(Excerpt to read Opens)
A Nonesuch collaboration with Nadja Salerno-Sonnenberg in 2000 featured a collection of pieces based on traditional and Gypsy folk tunes from around the world. In 2003, Sérgio Assad wrote a triple concerto for this trio that has been performed with the orchestras of São Paulo, Seattle and the Saint Paul Chamber Orchestra. In the summer of 2004, Sérgio & Odair arranged a very special tour featuring three generations of the Assad Family. The family presented a wide variety of Brazilian music featuring their father, Jorge Assad [1924-2011] on the mandolin and the voice of mother, Angelina Assad. GHA Records has released a live recording and a DVD of the Assad Family live at Brussels’ Palais des Beaux-Arts. In the 2006-2007 season, the Assad Brothers performed Joaquin Rodrigo’s “Concierto Madrigal for Two Guitars” and Sérgio’s arrangement of Piazzolla’s “Four Seasons of Buenos Aires” with the Los Angeles Philharmonic at the Hollywood Bowl. The Assads were also featured performers on James Newton Howard’s soundtrack to the movie “Duplicity,” starring Julia Roberts and Clive Owen. In the 2010-11 and 2011-12 seasons, the brothers toured a project entitled “De Volta as Raizes” (Back to Our Roots) featuring Lebanese-American singer Christiane Karam, percussionist Jamey Haddad and composer/pianist Clarice Assad.
(Excerpt to read Closes)
(Data supplied Opens)
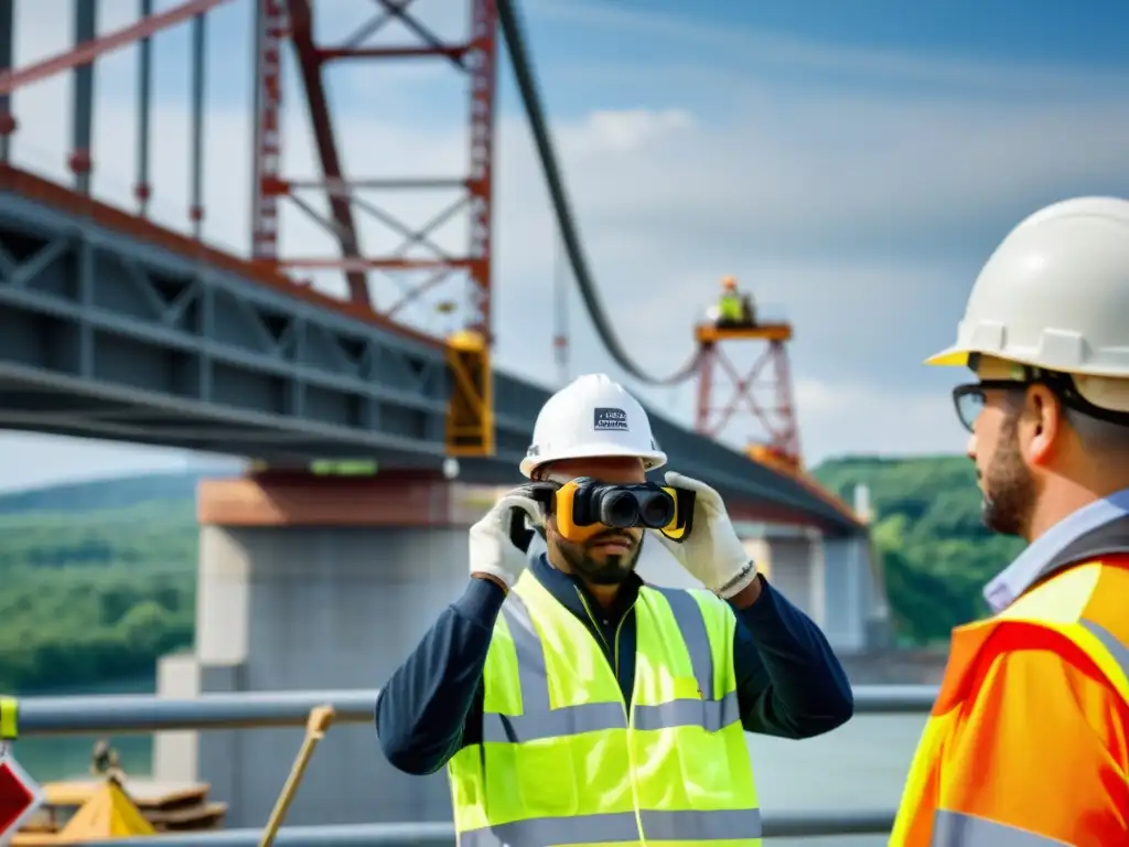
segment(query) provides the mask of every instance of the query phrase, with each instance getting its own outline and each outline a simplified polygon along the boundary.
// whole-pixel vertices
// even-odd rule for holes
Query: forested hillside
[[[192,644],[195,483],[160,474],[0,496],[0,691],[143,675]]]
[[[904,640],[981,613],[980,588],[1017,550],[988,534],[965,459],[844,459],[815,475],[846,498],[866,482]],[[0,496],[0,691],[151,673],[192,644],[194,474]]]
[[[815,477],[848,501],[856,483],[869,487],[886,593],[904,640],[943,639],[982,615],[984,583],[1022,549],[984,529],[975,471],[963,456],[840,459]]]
(Data supplied Closes)
_Questions_
[1] Using the passage on the Assad Brothers, decide whether each statement agrees with it. Answer yes or no, and quote the deciding words.
(a) Sérgio Assad's 2003 triple concerto has been performed with the Seattle orchestra.
(b) On the 2004 family tour, Angelina Assad played the mandolin.
(c) The Assad Brothers performed with the Los Angeles Philharmonic at the Hollywood Bowl in the 2006-2007 season.
[2] Answer these questions from the passage on the Assad Brothers:
(a) Which label released a live recording and a DVD of the Assad Family?
(b) Whose soundtrack to the movie "Duplicity" featured the Assads?
(c) What is the English title of the project the brothers toured in the 2010-11 and 2011-12 seasons?
[3] Pick up the passage on the Assad Brothers' career where it stops, and continue it.

_Outputs in order_
[1]
(a) Yes: "performed with the orchestras of São Paulo, Seattle and the Saint Paul Chamber Orchestra"
(b) No: "their father, Jorge Assad [1924-2011] on the mandolin"
(c) Yes: "In the 2006-2007 season, the Assad Brothers performed Joaquin Rodrigo’s “Concierto Madrigal for Two Guitars” and Sérgio’s arrangement of Piazzolla’s “Four Seasons of Buenos Aires” with the Los Angeles Philharmonic at the Hollywood Bowl"

[2]
(a) GHA Records
(b) James Newton Howard's
(c) Back to Our Roots

[3]
In February 2011, Odair Assad performed his first solo guitar concert tour in North America featuring concerts in New York and Montreal. Sergio Assad has written another concerto for his duo, called “Phases.” It was premiered with the Seattle Symphony in February 2011. In the meantime he has been nominated for yet two more Latin Classical Grammys in the Best Classical Composition Category for his piece for the LA Guitar Quartet and the Delaware Symphony entitled, “Interchange” and for “Maracaipe” for the Beijing Guitar Duo. In the fall of 2011, five of the members of the Assad family: Sergio, Odair, Badi, Clarice and Carolina – joined together again for another evening of new and favorite Brazilian works. Their tour included stops in Qatar, Sweden, Germany, The Netherlands (to open the “Brazil Festival”) at The Amsterdam Concertgebouw and three concerts in Belgium with a finale at Le Palais des Beaux Arts in Brussels.
The Assad Brothers collaboration with cellist Yo-Yo Ma is ongoing. In 2003 the Brazilian record “Obrigado Brazil” was released featuring Rosa Passos, Egberto Gismonti and Cyro Baptista. Sérgio arranged several of the works on the disc, which captured a Grammy in 2004. In 2009, the brothers were featured on Yo-Yo Ma’s chart topping release, “Songs of Joy & Peace,” which features other guest artists as diverse as James Taylor and Dave Brubeck. In the piece “Família” Yo-Yo plays Sérgio’s composition featuring mother, Angelina Assad, sister Badi and children Clarice, Rodrigo and Carolina. The release topped both the classical and the mainstream Billboard charts and won a Grammy for Best Classical Crossover. In April 2012, Sergio and Odair toured North America with Yo-Yo Ma and pianist Kathryn Stott, in a program of Latin American works as arranged by Sergio as well as some of his original compositions, highlighted by concerts at the new Smith Center in Las Vegas and Chicago’s Symphony Hall.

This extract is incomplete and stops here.